# Goal
Set down the material word for word, starting at its first line and ending at the line that contains "point(46, 150)", with both of those lines included.

(Pointing dataset records)
+---+

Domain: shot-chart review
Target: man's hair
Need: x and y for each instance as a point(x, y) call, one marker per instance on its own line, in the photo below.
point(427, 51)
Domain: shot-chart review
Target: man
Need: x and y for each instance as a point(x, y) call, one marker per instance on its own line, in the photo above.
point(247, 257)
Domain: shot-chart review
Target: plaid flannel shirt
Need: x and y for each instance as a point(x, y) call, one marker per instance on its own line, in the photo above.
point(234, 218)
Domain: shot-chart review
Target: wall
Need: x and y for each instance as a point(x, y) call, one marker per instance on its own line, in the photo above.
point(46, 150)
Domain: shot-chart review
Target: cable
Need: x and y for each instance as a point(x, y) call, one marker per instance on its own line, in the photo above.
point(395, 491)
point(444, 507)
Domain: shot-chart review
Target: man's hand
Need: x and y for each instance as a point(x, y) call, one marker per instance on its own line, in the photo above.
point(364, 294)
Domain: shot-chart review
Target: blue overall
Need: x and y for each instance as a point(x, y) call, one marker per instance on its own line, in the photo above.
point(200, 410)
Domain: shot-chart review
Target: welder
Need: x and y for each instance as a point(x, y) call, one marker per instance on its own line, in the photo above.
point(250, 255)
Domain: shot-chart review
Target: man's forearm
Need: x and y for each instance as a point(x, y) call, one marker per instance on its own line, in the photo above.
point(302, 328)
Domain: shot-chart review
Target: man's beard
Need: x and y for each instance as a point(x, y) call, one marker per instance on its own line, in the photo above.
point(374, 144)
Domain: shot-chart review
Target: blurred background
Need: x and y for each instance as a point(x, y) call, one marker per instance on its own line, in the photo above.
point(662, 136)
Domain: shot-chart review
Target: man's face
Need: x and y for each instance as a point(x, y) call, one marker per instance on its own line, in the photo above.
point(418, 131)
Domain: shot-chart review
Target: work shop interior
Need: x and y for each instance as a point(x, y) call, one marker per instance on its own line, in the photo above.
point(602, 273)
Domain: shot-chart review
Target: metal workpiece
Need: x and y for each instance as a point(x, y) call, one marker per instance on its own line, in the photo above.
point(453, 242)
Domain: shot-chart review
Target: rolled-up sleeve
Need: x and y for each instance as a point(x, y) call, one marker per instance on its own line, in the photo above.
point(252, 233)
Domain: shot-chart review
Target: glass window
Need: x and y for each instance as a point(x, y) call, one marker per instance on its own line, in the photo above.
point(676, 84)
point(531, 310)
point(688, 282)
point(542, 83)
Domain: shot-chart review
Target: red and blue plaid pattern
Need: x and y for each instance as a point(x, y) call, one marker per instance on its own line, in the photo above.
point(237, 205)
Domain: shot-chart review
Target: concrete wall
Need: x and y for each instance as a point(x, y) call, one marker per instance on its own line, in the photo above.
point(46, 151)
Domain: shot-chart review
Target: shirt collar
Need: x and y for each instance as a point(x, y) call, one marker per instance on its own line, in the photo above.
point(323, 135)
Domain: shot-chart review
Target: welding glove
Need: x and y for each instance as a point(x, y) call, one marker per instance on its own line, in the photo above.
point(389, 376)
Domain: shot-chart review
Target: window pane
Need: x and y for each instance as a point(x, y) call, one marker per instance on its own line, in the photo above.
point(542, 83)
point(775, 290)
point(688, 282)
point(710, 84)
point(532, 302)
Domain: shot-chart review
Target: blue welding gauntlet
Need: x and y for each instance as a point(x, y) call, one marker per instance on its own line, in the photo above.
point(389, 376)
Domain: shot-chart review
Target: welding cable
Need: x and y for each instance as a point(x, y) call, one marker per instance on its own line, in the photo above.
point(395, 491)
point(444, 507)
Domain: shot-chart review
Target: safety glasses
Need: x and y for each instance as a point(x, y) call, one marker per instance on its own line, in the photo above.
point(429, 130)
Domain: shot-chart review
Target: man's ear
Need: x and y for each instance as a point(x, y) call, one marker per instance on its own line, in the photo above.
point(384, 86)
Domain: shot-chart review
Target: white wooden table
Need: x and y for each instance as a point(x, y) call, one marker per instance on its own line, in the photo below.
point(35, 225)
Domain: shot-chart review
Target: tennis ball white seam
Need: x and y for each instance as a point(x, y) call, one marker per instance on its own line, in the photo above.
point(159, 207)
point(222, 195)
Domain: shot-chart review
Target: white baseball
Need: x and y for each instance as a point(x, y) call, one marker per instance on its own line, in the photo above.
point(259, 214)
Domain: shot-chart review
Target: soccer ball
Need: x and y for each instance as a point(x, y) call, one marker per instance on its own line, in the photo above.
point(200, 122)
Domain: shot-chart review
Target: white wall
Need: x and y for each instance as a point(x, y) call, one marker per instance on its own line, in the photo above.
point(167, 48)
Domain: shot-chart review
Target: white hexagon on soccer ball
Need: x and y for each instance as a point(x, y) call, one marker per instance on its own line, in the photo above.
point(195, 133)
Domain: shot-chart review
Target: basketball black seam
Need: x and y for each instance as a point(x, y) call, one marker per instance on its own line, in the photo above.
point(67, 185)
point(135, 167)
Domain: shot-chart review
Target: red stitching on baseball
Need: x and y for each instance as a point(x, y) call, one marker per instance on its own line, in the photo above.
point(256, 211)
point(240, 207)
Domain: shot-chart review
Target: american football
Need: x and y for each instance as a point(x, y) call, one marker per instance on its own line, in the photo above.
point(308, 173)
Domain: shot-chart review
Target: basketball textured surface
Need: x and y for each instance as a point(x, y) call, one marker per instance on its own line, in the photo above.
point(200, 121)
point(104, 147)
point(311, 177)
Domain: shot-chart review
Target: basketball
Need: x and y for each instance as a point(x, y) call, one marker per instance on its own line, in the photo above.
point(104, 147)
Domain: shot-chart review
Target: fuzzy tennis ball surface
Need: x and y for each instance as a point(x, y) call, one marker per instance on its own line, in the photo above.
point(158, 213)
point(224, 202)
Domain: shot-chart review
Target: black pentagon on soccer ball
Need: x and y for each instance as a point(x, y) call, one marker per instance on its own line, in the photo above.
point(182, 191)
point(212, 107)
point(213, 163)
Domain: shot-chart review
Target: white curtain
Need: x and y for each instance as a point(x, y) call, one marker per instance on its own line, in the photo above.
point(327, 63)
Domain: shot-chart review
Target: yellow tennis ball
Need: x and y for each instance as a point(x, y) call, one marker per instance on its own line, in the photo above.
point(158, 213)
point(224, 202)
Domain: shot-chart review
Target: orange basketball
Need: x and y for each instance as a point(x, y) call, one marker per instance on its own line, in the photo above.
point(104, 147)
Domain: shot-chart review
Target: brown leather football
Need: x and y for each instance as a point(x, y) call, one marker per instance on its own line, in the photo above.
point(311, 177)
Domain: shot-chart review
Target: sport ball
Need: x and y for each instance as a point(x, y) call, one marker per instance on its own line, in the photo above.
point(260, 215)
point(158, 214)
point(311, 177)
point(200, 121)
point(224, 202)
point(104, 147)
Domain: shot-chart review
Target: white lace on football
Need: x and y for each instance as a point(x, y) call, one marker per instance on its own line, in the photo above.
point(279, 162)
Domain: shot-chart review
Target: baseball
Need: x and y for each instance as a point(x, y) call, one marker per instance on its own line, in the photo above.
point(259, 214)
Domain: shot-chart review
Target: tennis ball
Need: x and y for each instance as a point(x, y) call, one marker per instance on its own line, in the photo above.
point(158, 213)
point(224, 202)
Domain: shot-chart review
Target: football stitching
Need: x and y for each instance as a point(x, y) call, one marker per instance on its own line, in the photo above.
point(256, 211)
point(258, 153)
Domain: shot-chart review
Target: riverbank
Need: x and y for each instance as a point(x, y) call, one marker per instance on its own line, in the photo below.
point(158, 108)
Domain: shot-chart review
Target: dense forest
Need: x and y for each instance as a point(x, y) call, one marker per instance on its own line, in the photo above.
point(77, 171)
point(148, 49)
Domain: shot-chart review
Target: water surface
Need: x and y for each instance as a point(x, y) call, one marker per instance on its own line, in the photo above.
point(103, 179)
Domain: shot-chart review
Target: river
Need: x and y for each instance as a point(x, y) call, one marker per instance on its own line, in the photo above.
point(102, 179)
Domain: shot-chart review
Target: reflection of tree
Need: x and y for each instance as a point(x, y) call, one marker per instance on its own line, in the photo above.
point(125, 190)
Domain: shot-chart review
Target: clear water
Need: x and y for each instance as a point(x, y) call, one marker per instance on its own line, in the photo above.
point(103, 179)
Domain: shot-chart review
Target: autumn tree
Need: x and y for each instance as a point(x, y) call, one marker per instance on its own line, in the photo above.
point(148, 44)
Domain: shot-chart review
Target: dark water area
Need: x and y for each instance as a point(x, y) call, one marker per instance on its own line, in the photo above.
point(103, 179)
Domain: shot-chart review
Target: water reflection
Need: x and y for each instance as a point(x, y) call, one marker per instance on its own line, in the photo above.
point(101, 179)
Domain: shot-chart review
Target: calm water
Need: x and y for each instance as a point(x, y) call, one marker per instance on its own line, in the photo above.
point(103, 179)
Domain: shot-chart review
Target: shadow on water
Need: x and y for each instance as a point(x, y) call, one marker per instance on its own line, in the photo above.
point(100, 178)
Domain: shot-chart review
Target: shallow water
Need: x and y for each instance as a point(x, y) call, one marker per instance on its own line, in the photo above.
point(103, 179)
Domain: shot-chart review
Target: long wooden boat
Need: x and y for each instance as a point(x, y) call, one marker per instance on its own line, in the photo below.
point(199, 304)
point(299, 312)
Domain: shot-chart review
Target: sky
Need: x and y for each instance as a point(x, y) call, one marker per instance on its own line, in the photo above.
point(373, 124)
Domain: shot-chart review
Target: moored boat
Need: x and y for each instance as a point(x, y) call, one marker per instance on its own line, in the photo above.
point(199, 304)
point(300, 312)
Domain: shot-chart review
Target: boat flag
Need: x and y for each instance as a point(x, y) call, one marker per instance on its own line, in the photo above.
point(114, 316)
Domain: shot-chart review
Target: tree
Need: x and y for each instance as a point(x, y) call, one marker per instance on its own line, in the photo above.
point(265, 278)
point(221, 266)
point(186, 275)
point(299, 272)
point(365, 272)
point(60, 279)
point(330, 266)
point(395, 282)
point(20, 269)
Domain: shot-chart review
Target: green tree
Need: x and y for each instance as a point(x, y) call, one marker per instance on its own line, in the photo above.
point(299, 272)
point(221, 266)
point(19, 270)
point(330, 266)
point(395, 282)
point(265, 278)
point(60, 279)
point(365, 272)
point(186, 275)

+---+

# Written solution
Domain: shot-chart review
Target: man's hair
Need: x and y for each instance as a point(x, y) call, one marker per instance on its own line, in the photo below.
point(427, 51)
Domain: shot-chart review
Target: man
Need: x and y for each instance as a point(x, y) call, one marker per instance on its own line, in the photo above.
point(247, 257)
Domain: shot-chart review
Target: plaid flannel shirt
Need: x and y for each instance as a point(x, y) call, one marker per instance on its own line, in the photo above.
point(234, 218)
Domain: shot-chart review
Target: wall
Need: x and y for each instance as a point(x, y) call, one marker per instance on its own line, in the photo above.
point(46, 150)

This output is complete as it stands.